» **Data for analysis**
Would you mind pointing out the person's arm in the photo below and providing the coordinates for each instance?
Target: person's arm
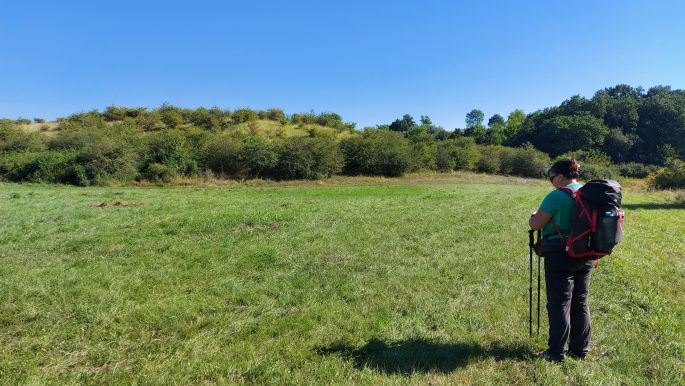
(539, 219)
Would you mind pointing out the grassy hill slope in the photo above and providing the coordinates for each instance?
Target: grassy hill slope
(391, 284)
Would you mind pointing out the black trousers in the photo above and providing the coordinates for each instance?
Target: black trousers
(568, 285)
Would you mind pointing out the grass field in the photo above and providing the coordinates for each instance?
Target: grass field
(377, 283)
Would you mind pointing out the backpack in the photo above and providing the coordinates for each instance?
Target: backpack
(597, 224)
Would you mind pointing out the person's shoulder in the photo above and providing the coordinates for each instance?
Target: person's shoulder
(556, 193)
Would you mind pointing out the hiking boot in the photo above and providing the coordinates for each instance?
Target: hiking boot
(575, 355)
(549, 357)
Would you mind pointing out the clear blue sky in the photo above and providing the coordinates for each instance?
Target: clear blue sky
(370, 61)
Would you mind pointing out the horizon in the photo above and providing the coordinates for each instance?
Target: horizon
(369, 63)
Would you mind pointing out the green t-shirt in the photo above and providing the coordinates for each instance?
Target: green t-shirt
(560, 205)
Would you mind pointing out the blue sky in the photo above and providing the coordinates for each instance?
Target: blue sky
(370, 61)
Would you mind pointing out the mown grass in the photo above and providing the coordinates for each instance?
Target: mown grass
(382, 283)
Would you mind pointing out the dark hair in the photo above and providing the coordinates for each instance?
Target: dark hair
(569, 167)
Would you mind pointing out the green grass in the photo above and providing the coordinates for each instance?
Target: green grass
(378, 284)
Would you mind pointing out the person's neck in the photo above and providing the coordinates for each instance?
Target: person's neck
(567, 182)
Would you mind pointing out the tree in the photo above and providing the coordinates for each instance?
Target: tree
(495, 120)
(566, 133)
(514, 122)
(474, 118)
(403, 125)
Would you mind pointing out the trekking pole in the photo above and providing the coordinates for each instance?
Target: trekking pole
(539, 288)
(531, 243)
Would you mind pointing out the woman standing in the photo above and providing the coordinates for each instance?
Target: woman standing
(567, 279)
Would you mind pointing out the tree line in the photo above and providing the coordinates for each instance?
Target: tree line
(626, 124)
(620, 131)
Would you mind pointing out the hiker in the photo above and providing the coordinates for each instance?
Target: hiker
(567, 279)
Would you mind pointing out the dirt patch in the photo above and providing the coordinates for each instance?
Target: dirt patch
(117, 203)
(244, 226)
(250, 226)
(334, 260)
(107, 367)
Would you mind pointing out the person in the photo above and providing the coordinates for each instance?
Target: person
(567, 279)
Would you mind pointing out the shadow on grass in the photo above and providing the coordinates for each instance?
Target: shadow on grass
(421, 356)
(663, 205)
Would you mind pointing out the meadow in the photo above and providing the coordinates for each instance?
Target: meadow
(348, 281)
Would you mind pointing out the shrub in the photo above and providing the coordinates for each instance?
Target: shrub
(671, 176)
(489, 161)
(158, 172)
(457, 154)
(309, 158)
(50, 167)
(208, 119)
(171, 116)
(244, 115)
(222, 154)
(377, 152)
(108, 161)
(13, 138)
(591, 171)
(258, 157)
(149, 121)
(169, 148)
(330, 120)
(636, 170)
(276, 115)
(526, 161)
(424, 149)
(12, 164)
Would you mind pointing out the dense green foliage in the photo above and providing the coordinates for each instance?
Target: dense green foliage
(123, 144)
(371, 285)
(620, 131)
(628, 124)
(670, 176)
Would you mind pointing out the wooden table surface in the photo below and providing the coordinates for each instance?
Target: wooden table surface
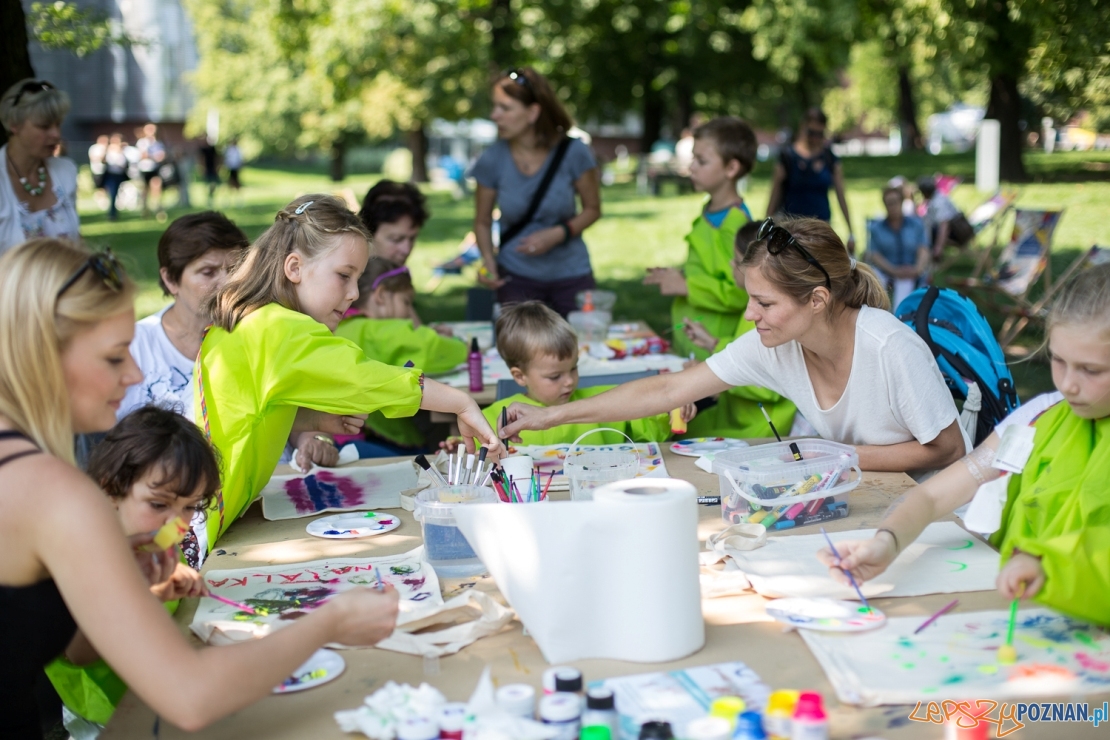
(737, 628)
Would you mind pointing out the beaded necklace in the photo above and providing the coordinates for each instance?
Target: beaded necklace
(32, 191)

» **Aim of the exercise**
The lines in the entries above that carry the word "below" must be copied.

» **Solution for this task**
Would you mind pointing out the person's arm in the photo below and providing the coordinates for each instance?
Would you mind pointing out the wooden table surface in the photo below and providing the coordinates for each instance?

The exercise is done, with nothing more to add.